- [Latihan]
Tulis lanjutan ulasan film Predator: Badlands di bawah ini, dimulai tepat setelah kalimat terakhirnya.

- [Kutipan]
++++++++

Genmuda – Predator: Badlands jadi salah satu film baru yang tayang mulai 5 November 2025 di bioskop Indonesia. Beda dari film-film Predator lainnya, kali ini penonton bakal diajak lewat cerita baru dengan pendekatan lebih humanis.
Dunia tanpa manusia

Predator: Badlands digarap oleh sutradara Dan Trachtenberg. Kali ini dia ngasih sesuatu yang beda banget, yakni tidak ada peran manusia di dalam film Predator. Ceritanya fokus ke Dek (Dimitrius Schuster-Koloamatangi), seekor Predator muda yang pengen diakui sebagai pejuang sejati tapi diremehkan karena tubuhnya kecil.
Setelah hampir dibunuh bapaknya sendiri, Dek kabur ke planet mematikan bernama Genna alias The Death Planet, buat memburu monster legendaris bernama Kalisk. Di sana, dia ketemu Thia (Elle Fanning), android setengah rusak yang literally jalan pakai tangan karena tubuhnya terbelah dua.
Di sini, Thia janji bantu Dek ngalahin Kalisk kalau dia mau bantu nyelamatin saudaranya, Tessa. Dari situ, dimulailah petualangan absurd penuh bahaya, makhluk alien aneh, dan dialog filosofis antara pemburu berdarah dingin dan robot yang (anehnya) punya empati lebih manusiawi.
Aneh, tapi tetep keren

Predator: Badlands mungkin film Predator paling aneh tapi tetep keren. Sang sutradara ngebawa franchise ini keluar dari zona “monster vs manusia” ke arah yang lebih eksperimental, nyampurin elemen western, sci-fi survival, dan drama eksistensial. Hasilnya? Jelas cukup segar dan cocok untuk penonton awam sekalipun.

++++++++

- [Cuplikan data]
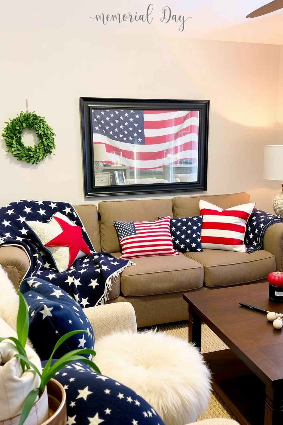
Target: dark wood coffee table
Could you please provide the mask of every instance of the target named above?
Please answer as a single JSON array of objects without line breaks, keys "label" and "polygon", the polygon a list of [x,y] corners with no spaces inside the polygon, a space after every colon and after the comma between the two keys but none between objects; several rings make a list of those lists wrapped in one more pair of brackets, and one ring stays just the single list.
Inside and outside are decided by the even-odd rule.
[{"label": "dark wood coffee table", "polygon": [[283,328],[239,302],[283,313],[270,302],[268,283],[186,292],[189,342],[201,347],[202,322],[229,347],[204,354],[213,387],[243,425],[283,424]]}]

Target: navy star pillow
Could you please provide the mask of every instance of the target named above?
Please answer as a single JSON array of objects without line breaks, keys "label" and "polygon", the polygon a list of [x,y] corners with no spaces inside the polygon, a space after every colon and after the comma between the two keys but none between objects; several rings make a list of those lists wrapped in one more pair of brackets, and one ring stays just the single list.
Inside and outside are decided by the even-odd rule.
[{"label": "navy star pillow", "polygon": [[203,252],[200,239],[202,223],[202,215],[171,218],[170,233],[174,248],[180,252]]},{"label": "navy star pillow", "polygon": [[83,363],[69,363],[54,377],[66,391],[68,425],[165,425],[140,396]]},{"label": "navy star pillow", "polygon": [[19,289],[28,309],[28,337],[42,360],[49,358],[59,338],[71,331],[82,329],[87,332],[69,338],[56,350],[53,358],[72,350],[93,349],[91,325],[78,304],[63,289],[35,278],[24,279]]}]

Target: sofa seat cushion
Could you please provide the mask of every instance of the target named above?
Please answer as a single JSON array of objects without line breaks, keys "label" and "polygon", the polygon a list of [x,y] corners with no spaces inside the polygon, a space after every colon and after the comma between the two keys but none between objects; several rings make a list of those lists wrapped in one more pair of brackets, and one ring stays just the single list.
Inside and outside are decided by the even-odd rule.
[{"label": "sofa seat cushion", "polygon": [[203,266],[204,283],[207,286],[253,282],[266,278],[269,273],[276,270],[275,257],[263,249],[248,254],[204,249],[203,252],[188,252],[184,255]]},{"label": "sofa seat cushion", "polygon": [[126,268],[120,275],[121,292],[125,296],[185,292],[203,285],[202,266],[181,253],[132,261],[135,265]]}]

++++++++

- [Jawaban]
Di sisi lain, akting Elle Fanning juga cukup oke. Main dua karakter android sekaligus dengan kepribadian berbeda total, dia ngasih performa yang bakal sulit dilupakan. Dimitrius versi alien (alias Dek) juga nggak kalah solid. Meski dialognya minim, ekspresinya bener-bener nunjukin perjuangan makhluk keras kepala yang belajar apa arti empati.
Secara visual, film ini juga cukup oke. Meski gak begitu wah, tapi Planet Genna digambarkan seperti surga tropis versi neraka, cantik tapi mematikan. Hewannya, tanamannya, bahkan serangga di sana terasa “hidup”. Nggak cuma jadi latar, tapi bagian dari ekosistem yang beneran punya logika biologis. Sehingga semuanya cukup untuk mendukung jalan cerita film.
Kesimpulan

Di tangan Trachtenberg, Predator: Badlands bukan sekadar film aksi penuh darah, tapi juga refleksi tentang rasa takut, empati, dan arti keluarga di dunia tanpa manusia. Lewat hubungan antara Dek dan Thia, film ini nyentil ide klasik: apa sih yang bikin seseorang layak disebut “hidup”?
Film ini juga makin negesin posisi Trachtenberg sebagai sutradara yang berani ngulik franchise tua jadi sesuatu yang segar dan mikir. Bagi penonton Gen Z dan milenial yang doyan film sci-fi tapi pengen lebih dari sekadar ledakan dan CGI, Badlands bakal jadi kejutan manis buat Kawan Muda.